---------- DATA SHOWN
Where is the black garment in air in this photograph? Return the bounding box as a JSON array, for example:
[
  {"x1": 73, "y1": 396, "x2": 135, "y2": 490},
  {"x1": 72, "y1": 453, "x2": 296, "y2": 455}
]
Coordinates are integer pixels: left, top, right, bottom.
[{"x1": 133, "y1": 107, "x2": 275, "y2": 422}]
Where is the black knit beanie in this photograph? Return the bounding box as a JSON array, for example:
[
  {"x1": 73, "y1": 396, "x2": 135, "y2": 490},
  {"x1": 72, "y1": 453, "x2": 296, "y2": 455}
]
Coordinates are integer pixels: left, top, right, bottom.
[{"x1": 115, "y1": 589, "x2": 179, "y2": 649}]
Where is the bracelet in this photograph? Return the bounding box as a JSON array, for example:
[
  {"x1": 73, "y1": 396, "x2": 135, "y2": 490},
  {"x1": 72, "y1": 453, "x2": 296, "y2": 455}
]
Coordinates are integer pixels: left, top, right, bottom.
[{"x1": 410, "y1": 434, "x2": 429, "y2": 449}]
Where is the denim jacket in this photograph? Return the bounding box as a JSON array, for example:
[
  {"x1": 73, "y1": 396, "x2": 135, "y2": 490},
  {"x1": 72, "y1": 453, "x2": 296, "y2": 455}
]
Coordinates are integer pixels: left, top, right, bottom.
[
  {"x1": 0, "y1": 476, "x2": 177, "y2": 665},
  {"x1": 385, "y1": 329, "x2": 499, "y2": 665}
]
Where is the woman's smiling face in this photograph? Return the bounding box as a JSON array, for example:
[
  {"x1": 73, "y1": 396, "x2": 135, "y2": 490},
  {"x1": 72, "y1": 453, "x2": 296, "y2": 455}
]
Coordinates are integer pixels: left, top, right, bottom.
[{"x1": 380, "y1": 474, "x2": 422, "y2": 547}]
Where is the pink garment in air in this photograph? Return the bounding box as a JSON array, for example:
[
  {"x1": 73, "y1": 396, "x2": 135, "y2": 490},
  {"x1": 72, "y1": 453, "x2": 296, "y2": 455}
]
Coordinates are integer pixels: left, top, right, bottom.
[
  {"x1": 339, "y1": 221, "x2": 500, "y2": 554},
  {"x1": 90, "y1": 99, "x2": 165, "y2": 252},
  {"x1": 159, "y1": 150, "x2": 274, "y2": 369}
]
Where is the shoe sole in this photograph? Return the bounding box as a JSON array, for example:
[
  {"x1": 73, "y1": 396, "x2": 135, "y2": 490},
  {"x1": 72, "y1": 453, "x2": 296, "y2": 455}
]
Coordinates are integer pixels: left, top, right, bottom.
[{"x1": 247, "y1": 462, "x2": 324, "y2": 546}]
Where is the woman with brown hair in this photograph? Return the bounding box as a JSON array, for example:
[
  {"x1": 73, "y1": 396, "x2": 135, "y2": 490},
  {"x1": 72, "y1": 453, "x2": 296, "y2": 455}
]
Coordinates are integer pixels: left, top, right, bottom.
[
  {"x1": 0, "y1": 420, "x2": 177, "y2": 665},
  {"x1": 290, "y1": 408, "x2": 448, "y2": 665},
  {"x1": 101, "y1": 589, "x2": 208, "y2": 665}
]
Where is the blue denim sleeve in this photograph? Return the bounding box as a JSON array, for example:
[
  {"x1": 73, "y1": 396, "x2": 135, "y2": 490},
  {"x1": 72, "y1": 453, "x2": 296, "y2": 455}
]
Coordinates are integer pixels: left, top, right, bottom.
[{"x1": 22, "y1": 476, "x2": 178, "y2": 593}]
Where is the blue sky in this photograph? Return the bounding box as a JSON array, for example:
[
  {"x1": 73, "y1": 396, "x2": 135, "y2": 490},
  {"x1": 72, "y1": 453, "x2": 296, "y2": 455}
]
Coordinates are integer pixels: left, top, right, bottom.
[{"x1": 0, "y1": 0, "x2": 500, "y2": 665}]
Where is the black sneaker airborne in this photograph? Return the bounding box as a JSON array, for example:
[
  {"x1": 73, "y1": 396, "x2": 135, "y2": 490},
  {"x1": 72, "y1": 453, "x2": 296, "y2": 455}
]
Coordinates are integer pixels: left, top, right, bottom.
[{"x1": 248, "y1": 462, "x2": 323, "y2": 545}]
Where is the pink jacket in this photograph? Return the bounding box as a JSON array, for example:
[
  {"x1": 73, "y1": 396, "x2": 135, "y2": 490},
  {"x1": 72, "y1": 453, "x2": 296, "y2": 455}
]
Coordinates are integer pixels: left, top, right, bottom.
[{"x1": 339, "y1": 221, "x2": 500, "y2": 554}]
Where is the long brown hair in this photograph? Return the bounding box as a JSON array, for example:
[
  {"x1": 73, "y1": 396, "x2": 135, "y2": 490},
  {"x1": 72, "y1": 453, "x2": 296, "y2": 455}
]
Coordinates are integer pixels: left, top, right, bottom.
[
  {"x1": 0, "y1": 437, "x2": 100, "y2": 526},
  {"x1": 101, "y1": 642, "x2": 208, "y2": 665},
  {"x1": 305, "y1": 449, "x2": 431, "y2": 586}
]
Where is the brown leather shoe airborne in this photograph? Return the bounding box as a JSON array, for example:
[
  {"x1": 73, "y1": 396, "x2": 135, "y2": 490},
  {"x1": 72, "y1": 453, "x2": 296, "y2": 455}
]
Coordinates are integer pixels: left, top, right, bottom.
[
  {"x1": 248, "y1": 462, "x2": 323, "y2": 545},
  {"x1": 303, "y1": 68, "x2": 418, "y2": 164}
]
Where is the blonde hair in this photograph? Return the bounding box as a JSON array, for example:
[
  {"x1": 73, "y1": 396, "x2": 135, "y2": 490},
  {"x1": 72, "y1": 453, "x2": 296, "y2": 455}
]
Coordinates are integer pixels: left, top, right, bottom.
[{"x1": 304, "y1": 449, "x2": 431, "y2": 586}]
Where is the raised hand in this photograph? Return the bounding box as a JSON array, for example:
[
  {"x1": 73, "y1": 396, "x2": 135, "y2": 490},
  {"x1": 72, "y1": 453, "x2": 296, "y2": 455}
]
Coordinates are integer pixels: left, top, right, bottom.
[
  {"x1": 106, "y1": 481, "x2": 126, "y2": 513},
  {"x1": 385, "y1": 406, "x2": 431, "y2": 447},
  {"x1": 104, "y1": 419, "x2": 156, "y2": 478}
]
--------------------
**TASK STATEMENT**
Extract every line of the items above that contains the word "jacket".

**TASK RESPONSE**
Where is the denim jacket in this photograph? Return the bounding box as a JSON array, for example:
Where is the pink jacket in this photograph? Return the bounding box as a JSON array, for example:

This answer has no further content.